Council Estate Electronics – Arktika (Glacial Movements)


Jesu masterminds Justin Broadrick and Diarmuid Dalton originally kicked off their Council Estate Electronics partnership in 2009 with the intention of paying tribute to the synthesiser music of their youth, the plan being to create music along the lines of Tangerine Dream, Jarre and Cluster. Once the duo started work though, they found other unplanned influences seeping in, particularly early seventies dub like King Tubby and Scientist, and dub techno sounds in the vein of Basic Channel, Chain Reaction and Maurizio. While Council Estate Electronics’ preceding 2012 album ‘Longmeadow’ saw the duo crafting menacing, industrial-edged landscapes over two expansive side-long tracks, this latest third album on Italian label Glacial Movements ‘Arktika’ sees them trading more aggressive sounds for a wander out into minimalist and stripped-down dub techno.

The second release in Glacial Movements’ ice-themed ‘Iceberg’ series, the eight tracks that comprise ‘Arktika’ were inspired by the newly built Russian icebreaker of the same name, a 60 megawatt beast that promises to crunch through ice more than ten feet deep and lead convoys along routes that would otherwise be impassable. Given the muscular subject matter, you’d be forgiven for expecting this album to be a lesson in brute force, rather than the often stripped down and skeletal dub landscapes being explored here. The ten minute long ‘Urals’ opens this album with its most expansive track, as slow analogue synth swells roll and merge against a slow backing of dubbed-out percussive tones, the cold electronics relentlessly circling before a 4/4 kickdrum pulse locks in, sending things gliding off through shimmering layers of trailing synths and reverbed-out harmonics that vividly call to mind icy waters sliding against the bow of some vast vessel.

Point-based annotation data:
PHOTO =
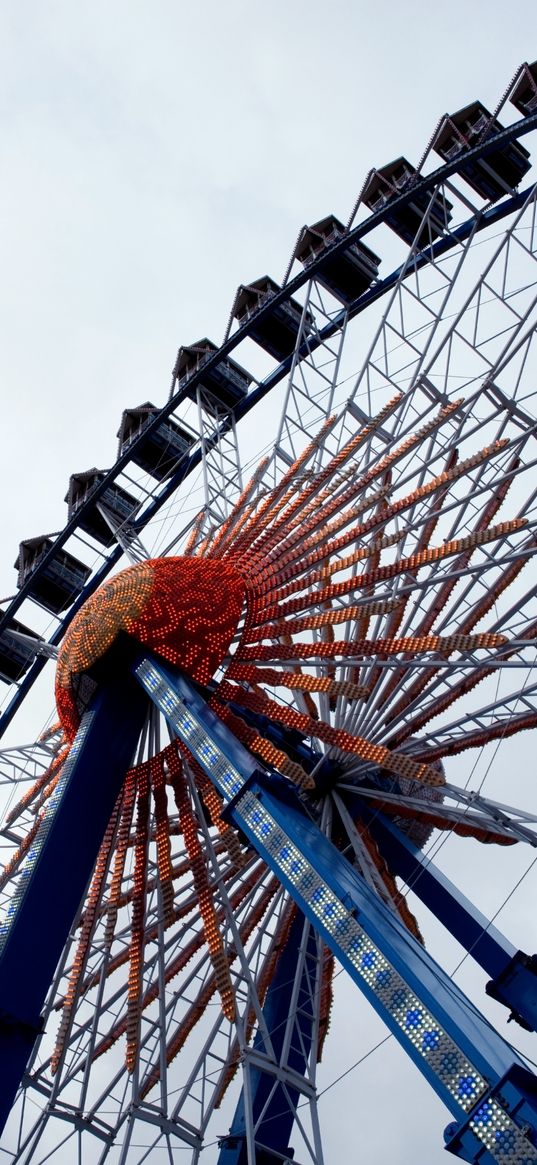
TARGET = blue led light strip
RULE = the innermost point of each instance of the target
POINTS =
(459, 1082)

--

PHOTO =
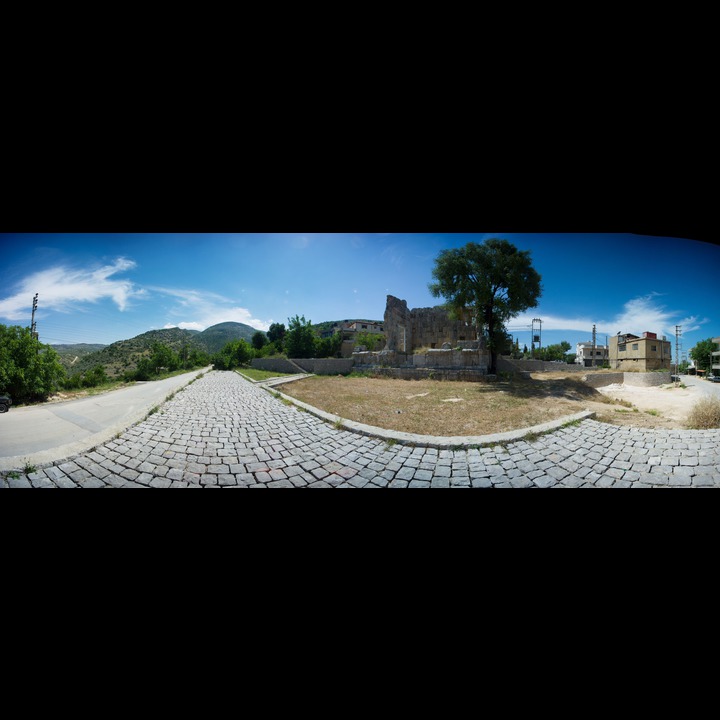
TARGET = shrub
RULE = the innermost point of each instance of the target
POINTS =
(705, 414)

EXERCISE INSTRUCTIONS:
1. According to the album review, in what year did Broadrick and Dalton start their Council Estate Electronics partnership?
2. Extract the passage of the album review that begins at the words "Jesu masterminds Justin" and stops after "stripped-down dub techno.".

RESPONSES TO THE EXERCISE:
1. They started it in 2009.

2.
Jesu masterminds Justin Broadrick and Diarmuid Dalton originally kicked off their Council Estate Electronics partnership in 2009 with the intention of paying tribute to the synthesiser music of their youth, the plan being to create music along the lines of Tangerine Dream, Jarre and Cluster. Once the duo started work though, they found other unplanned influences seeping in, particularly early seventies dub like King Tubby and Scientist, and dub techno sounds in the vein of Basic Channel, Chain Reaction and Maurizio. While Council Estate Electronics’ preceding 2012 album ‘Longmeadow’ saw the duo crafting menacing, industrial-edged landscapes over two expansive side-long tracks, this latest third album on Italian label Glacial Movements ‘Arktika’ sees them trading more aggressive sounds for a wander out into minimalist and stripped-down dub techno.